▶ _Task objective_:
Rewrite every line of the records below with "outline" changed to "boundary", keeping everything else the same.

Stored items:
-- Start --

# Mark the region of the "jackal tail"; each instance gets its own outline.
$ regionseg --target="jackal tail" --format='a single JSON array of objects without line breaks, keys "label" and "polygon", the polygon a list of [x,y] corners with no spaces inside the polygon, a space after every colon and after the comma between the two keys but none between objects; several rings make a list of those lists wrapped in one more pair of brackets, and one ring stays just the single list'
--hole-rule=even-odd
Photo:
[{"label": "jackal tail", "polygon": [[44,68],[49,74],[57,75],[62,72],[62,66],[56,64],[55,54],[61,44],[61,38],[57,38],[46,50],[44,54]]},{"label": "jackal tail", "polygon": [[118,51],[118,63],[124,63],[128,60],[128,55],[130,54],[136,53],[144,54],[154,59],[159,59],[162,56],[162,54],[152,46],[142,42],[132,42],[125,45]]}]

-- End --

▶ _Worked answer_:
# Mark the region of the "jackal tail"; each instance gets its own boundary.
$ regionseg --target="jackal tail" --format='a single JSON array of objects without line breaks, keys "label" and "polygon", the polygon a list of [x,y] corners with no spaces inside the polygon, a space after every colon and after the comma between the two keys but none between objects; several rings make a list of those lists wrapped in one more pair of brackets, and one ring stays just the single list'
--hole-rule=even-odd
Photo:
[{"label": "jackal tail", "polygon": [[44,68],[49,74],[57,75],[62,72],[62,66],[56,64],[55,54],[61,44],[61,38],[57,38],[46,50],[44,54]]},{"label": "jackal tail", "polygon": [[118,51],[118,63],[124,63],[128,60],[128,55],[130,54],[136,53],[144,54],[154,59],[159,59],[162,56],[162,54],[152,46],[142,42],[132,42],[125,45]]}]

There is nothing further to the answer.